======== Records for the exercise ========

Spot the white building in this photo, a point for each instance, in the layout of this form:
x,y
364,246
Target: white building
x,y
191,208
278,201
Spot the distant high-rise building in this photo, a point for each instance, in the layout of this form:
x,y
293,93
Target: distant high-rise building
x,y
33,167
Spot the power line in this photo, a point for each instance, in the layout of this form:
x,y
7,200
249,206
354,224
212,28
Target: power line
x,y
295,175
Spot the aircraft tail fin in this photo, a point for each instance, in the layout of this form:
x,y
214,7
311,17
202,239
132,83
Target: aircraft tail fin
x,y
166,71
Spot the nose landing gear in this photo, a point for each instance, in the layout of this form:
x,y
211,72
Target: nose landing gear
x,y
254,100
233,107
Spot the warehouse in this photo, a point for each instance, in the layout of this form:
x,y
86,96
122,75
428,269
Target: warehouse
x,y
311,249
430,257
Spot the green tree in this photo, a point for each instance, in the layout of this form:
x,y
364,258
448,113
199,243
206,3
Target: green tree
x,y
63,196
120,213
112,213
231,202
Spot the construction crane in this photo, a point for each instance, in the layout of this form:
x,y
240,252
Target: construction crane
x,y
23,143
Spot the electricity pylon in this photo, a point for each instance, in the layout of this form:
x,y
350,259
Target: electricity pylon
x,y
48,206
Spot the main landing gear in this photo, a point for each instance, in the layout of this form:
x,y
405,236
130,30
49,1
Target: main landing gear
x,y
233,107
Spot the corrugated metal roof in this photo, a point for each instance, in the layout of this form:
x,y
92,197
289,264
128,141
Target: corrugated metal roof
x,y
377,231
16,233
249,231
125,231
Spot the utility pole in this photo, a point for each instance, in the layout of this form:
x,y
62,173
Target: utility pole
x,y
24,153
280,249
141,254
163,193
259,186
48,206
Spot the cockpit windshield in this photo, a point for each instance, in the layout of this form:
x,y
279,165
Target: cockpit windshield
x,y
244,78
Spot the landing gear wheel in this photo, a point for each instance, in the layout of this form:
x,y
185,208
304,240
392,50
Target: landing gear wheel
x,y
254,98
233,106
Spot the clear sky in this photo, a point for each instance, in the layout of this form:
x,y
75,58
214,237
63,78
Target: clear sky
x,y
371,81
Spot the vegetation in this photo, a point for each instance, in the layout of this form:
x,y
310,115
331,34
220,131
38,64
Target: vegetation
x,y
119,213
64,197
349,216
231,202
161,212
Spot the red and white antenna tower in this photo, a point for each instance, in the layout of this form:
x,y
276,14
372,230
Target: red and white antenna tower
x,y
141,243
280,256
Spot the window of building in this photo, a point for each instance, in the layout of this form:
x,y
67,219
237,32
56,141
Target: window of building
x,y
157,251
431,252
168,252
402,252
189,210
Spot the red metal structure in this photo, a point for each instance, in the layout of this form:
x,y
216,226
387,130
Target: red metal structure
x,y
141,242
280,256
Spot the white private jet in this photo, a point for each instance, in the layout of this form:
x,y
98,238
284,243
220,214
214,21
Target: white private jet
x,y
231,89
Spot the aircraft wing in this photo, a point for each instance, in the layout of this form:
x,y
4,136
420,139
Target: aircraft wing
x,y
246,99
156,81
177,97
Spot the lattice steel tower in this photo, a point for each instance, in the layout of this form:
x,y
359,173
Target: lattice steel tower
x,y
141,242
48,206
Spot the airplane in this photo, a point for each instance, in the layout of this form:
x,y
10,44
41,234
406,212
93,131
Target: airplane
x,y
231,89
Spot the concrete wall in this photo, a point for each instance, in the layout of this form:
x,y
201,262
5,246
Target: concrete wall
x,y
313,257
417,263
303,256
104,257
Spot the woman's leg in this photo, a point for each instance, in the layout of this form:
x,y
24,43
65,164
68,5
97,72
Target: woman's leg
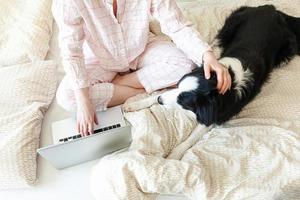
x,y
102,95
122,93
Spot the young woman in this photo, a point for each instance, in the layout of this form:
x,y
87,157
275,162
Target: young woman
x,y
109,54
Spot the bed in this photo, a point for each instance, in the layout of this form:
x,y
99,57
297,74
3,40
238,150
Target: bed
x,y
256,155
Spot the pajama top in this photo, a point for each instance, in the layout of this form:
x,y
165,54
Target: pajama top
x,y
117,41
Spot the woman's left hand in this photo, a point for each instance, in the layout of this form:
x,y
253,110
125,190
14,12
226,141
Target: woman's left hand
x,y
223,76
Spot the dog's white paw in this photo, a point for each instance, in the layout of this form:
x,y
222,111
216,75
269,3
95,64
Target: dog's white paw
x,y
130,107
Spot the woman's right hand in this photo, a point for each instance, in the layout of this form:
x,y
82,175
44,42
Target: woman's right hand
x,y
86,115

========

Direction » Convert every line above into a JSON list of strings, with one string per line and no blank lines. Leave the pictures out.

Problem solution »
[
  "Spot the white building in this photo, a point for each instance, in the layout of this form:",
  "x,y",
  "364,246",
  "Target: white building",
  "x,y",
  "191,208",
  "278,201",
  "Spot the distant high-rise building in this photo, a point for each instance, in the layout of this form:",
  "x,y",
  "293,93",
  "Target: distant high-rise building",
  "x,y",
  "33,167",
  "Spot the power line in this photo, a point for each instance, in the layout of this form:",
  "x,y",
  "7,200",
  "249,206",
  "354,224",
  "212,28",
  "Target: power line",
  "x,y",
  "295,175",
  "Spot the aircraft tail fin in this photo, a point for each instance, in the layout of this form:",
  "x,y",
  "214,7",
  "311,17",
  "202,239",
  "132,83",
  "Target: aircraft tail fin",
  "x,y",
  "166,71",
  "Spot the nose landing gear in this photo, a point for each instance, in the layout of this form:",
  "x,y",
  "211,72",
  "Target: nose landing gear",
  "x,y",
  "254,100",
  "233,107",
  "Spot the warehouse in this photo, a point for each instance, in the layout of this form:",
  "x,y",
  "86,96",
  "122,75",
  "428,269",
  "Target: warehouse",
  "x,y",
  "311,249",
  "430,257",
  "Spot the green tree in this photo, a point for each instance, in the layout of this form:",
  "x,y",
  "364,258",
  "448,113",
  "199,243",
  "206,3",
  "Target: green tree",
  "x,y",
  "63,196",
  "120,213",
  "112,213",
  "231,202",
  "Spot the construction crane in this photo, a point for each instance, in the layout of this form:",
  "x,y",
  "240,252",
  "Target: construction crane",
  "x,y",
  "23,143",
  "Spot the electricity pylon in this photo, a point for each instance, in the layout of this form:",
  "x,y",
  "350,259",
  "Target: electricity pylon",
  "x,y",
  "48,206",
  "Spot the main landing gear in this photo, a point for each instance, in the layout of this form:",
  "x,y",
  "405,236",
  "130,30",
  "49,1",
  "Target: main landing gear",
  "x,y",
  "233,107",
  "Spot the corrugated metal roof in this photo, a point for each instance, in the layout of this form:",
  "x,y",
  "92,197",
  "289,264",
  "128,141",
  "Target: corrugated metal roof",
  "x,y",
  "377,231",
  "16,233",
  "249,231",
  "125,231",
  "Spot the utility pole in this photo, a point for each instance, in the layout of this form:",
  "x,y",
  "62,173",
  "Target: utility pole",
  "x,y",
  "24,153",
  "280,249",
  "141,254",
  "163,193",
  "259,186",
  "48,206",
  "Spot the cockpit windshield in this photo, a point for each instance, in the layout of this form:",
  "x,y",
  "279,165",
  "Target: cockpit windshield",
  "x,y",
  "244,78",
  "Spot the landing gear wheel in this photo, a point for each instance, in the layout of this form:",
  "x,y",
  "185,208",
  "304,240",
  "392,50",
  "Target: landing gear wheel",
  "x,y",
  "254,98",
  "233,106",
  "Spot the clear sky in this photo, a point for each instance, in the layout of this form:",
  "x,y",
  "75,58",
  "214,237",
  "63,78",
  "Target: clear sky",
  "x,y",
  "371,81",
  "Spot the vegetation in this photo, a point for each instance, in the layout of this form:",
  "x,y",
  "310,115",
  "331,34",
  "220,131",
  "38,64",
  "Target: vegetation",
  "x,y",
  "119,213",
  "64,197",
  "349,216",
  "231,202",
  "161,212",
  "Spot the red and white antenna tower in this photo, a point for each instance, in the layout of this form:",
  "x,y",
  "276,14",
  "372,230",
  "Target: red and white antenna tower",
  "x,y",
  "141,243",
  "280,256",
  "Spot the window of building in this photo, a point for each instance, in the layout of this form:",
  "x,y",
  "67,219",
  "237,32",
  "56,141",
  "Target: window of building",
  "x,y",
  "157,251",
  "431,252",
  "168,252",
  "402,252",
  "189,210",
  "Spot the red metal structure in this photo, a point for each instance, in the layout of this form:",
  "x,y",
  "216,226",
  "387,130",
  "Target: red metal structure",
  "x,y",
  "141,242",
  "280,256",
  "Spot the white private jet in this photo, a point for each instance, in the layout of this form:",
  "x,y",
  "98,238",
  "284,243",
  "220,214",
  "214,21",
  "Target: white private jet",
  "x,y",
  "231,89",
  "Spot the aircraft wing in this photo, a point for each instance, in the layout of this form:",
  "x,y",
  "4,136",
  "420,139",
  "Target: aircraft wing",
  "x,y",
  "246,99",
  "156,81",
  "177,97",
  "Spot the lattice steel tower in this photo, a point for each instance, in the layout of this form:",
  "x,y",
  "359,173",
  "Target: lattice steel tower",
  "x,y",
  "141,242",
  "48,206",
  "Spot the airplane in this photo, a point for each instance, in the layout of this form:",
  "x,y",
  "10,44",
  "41,234",
  "406,212",
  "93,131",
  "Target: airplane",
  "x,y",
  "231,89",
  "Spot the concrete wall in this photo, a point for each instance, in the layout of this form:",
  "x,y",
  "201,262",
  "5,246",
  "Target: concrete wall",
  "x,y",
  "313,257",
  "417,263",
  "303,256",
  "104,257",
  "Spot the woman's leg in this photo, a point for each instance, in the layout of this form:",
  "x,y",
  "24,43",
  "65,164",
  "68,5",
  "97,72",
  "Target: woman's leg",
  "x,y",
  "102,95",
  "122,93",
  "Spot the young woman in this photo, a point for each instance, in the layout of this form:",
  "x,y",
  "87,157",
  "275,162",
  "Target: young woman",
  "x,y",
  "109,54",
  "Spot the bed in this photo, a point for each instance, in the layout of this form:",
  "x,y",
  "99,57",
  "297,74",
  "3,40",
  "238,150",
  "Target: bed",
  "x,y",
  "256,155",
  "Spot the pajama top in this photo, a point for each instance, in the layout of this form:",
  "x,y",
  "165,54",
  "Target: pajama top",
  "x,y",
  "117,41",
  "Spot the woman's left hand in this photo, a point for each instance, in the layout of this form:",
  "x,y",
  "253,110",
  "125,190",
  "14,12",
  "226,141",
  "Target: woman's left hand",
  "x,y",
  "223,76",
  "Spot the dog's white paw in this photo, a point for each instance, in the layout of this form:",
  "x,y",
  "222,111",
  "216,75",
  "269,3",
  "95,64",
  "Target: dog's white paw",
  "x,y",
  "130,107",
  "Spot the woman's right hand in this photo, a point for each instance, in the layout of this form:",
  "x,y",
  "82,175",
  "44,42",
  "Target: woman's right hand",
  "x,y",
  "86,115"
]